■ REQUIREMENTS
Copy the entries below exactly. Images do not belong in the copy.

§ §

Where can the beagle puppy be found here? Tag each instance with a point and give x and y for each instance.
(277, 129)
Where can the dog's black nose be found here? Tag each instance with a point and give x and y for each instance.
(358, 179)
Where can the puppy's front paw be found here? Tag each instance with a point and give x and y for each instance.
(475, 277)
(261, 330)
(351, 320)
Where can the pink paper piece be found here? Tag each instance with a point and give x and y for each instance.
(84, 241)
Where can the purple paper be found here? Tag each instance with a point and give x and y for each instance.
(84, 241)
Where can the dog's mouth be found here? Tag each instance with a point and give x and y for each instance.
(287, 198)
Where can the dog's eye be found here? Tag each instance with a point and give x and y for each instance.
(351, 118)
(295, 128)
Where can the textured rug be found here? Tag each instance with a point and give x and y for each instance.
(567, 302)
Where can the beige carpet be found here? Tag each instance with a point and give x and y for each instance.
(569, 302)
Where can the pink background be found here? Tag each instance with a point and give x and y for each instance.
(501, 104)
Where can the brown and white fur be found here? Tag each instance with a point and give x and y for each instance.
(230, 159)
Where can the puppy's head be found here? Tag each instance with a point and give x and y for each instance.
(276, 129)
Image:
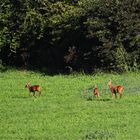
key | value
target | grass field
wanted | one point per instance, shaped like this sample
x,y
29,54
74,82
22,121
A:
x,y
67,110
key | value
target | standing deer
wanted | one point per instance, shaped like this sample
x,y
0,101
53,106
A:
x,y
115,89
96,92
33,89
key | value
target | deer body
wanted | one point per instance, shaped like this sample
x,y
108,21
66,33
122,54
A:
x,y
115,89
96,92
33,89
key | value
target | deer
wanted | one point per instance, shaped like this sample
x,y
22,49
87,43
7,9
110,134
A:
x,y
115,89
33,89
96,92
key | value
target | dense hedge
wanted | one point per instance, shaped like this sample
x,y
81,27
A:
x,y
70,35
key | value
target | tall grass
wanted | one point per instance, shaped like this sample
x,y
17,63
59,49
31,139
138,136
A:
x,y
67,110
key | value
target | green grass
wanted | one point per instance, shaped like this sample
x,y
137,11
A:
x,y
67,111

§ §

■ EXPECTED ANSWER
Where can the beagle puppy be found here? Tag each instance with a point and give x and y for each instance.
(277, 129)
Where can the dog's black nose be found here? Tag each instance with a point and give x and y for each instance.
(358, 179)
Where can the puppy's front paw be found here? Tag each instance with a point and give x and y for each instance.
(475, 277)
(261, 330)
(351, 320)
Where can the pink paper piece be found here? Tag each instance with a point and give x and y for each instance.
(84, 241)
Where can the purple paper be found here? Tag each instance with a point and give x and y for each instance.
(84, 241)
Where can the dog's mouth be found here? Tag each instance with a point and give x and y for each instance.
(287, 198)
Where can the dog's eye be found here? Tag each instance with a point and give x and y for each instance.
(351, 118)
(295, 128)
Where can the textured rug be found here? Tag each instance with a point and give x and y for each instance.
(567, 302)
Where can the beige carpet be found here? Tag each instance with a point and give x and y for each instance.
(569, 302)
Where can the pink background be found here? Tag each instance with a point and give x and y for each instance.
(501, 104)
Where can the brown and white fur be found here? Tag each instance with a point and give x and y for each instance.
(230, 159)
Where can the puppy's head be found here? Tag each instance with a point and give x and y for each instance.
(276, 129)
Image:
key | value
target | grass field
wanted | one point per instance, shaped like this sample
x,y
29,54
74,82
22,121
A:
x,y
67,110
key | value
target | standing deer
wanted | one point per instance, shaped like this sample
x,y
0,101
53,106
A:
x,y
115,89
96,92
33,89
key | value
target | deer body
wanted | one point per instance, shaped like this sample
x,y
108,21
66,33
122,54
A:
x,y
115,89
96,92
33,89
key | value
target | deer
wanted | one point per instance, shaped like this sample
x,y
22,49
87,43
7,9
110,134
A:
x,y
115,89
33,89
96,92
key | value
target | dense hedge
wanted | one point per instance, shaped like this sample
x,y
81,27
A:
x,y
70,35
key | value
target | tall grass
wanted | one point per instance, shaped like this sample
x,y
17,63
59,49
31,139
138,136
A:
x,y
67,110
key | value
target | green grass
wanted | one point per instance, shaped like this sample
x,y
137,11
A:
x,y
67,111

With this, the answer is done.